┌──
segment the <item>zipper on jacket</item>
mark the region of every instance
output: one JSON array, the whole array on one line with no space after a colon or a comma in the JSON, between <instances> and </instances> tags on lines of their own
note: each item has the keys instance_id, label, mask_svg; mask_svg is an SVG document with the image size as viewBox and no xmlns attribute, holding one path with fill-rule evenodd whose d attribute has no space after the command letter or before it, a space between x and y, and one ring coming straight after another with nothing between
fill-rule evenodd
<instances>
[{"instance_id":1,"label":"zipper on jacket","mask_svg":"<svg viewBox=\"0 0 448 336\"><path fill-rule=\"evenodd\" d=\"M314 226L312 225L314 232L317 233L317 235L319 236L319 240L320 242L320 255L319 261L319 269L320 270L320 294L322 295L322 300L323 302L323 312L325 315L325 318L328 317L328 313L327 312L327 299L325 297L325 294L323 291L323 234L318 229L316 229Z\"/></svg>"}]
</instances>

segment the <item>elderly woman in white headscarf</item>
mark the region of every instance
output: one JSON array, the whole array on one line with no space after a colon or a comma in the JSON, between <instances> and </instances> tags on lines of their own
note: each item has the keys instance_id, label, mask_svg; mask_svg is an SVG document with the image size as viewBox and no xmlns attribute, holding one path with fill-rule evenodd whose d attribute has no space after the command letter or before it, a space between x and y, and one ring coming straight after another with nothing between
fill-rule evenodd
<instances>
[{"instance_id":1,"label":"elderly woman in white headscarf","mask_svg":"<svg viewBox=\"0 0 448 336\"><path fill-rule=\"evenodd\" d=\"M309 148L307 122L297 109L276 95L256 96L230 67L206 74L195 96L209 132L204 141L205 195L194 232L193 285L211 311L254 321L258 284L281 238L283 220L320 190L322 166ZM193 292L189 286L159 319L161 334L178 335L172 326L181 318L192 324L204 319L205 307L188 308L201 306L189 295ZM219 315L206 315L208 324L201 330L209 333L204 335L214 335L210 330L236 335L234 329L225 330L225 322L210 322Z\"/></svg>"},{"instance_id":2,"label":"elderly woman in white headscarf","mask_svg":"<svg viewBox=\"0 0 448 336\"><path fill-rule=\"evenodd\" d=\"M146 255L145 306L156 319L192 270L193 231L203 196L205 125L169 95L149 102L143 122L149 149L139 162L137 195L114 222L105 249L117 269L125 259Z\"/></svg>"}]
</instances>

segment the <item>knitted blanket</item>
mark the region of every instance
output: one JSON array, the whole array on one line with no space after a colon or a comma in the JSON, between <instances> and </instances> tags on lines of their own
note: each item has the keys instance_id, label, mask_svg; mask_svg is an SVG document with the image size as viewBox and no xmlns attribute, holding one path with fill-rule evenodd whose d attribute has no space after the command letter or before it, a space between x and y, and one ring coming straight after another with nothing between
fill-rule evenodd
└──
> _TASK BRIEF_: Report every line of the listing above that contains the string "jacket", copying each such line in full. The match is case-sensitive.

> _TASK OUTPUT_:
segment the <item>zipper on jacket</item>
[{"instance_id":1,"label":"zipper on jacket","mask_svg":"<svg viewBox=\"0 0 448 336\"><path fill-rule=\"evenodd\" d=\"M314 226L312 225L314 232L317 233L317 235L319 236L319 240L320 242L320 255L319 261L319 269L320 270L320 294L322 295L322 300L323 302L323 312L325 315L325 318L328 317L328 313L327 312L327 299L325 297L325 294L323 291L323 234L318 229L316 229Z\"/></svg>"}]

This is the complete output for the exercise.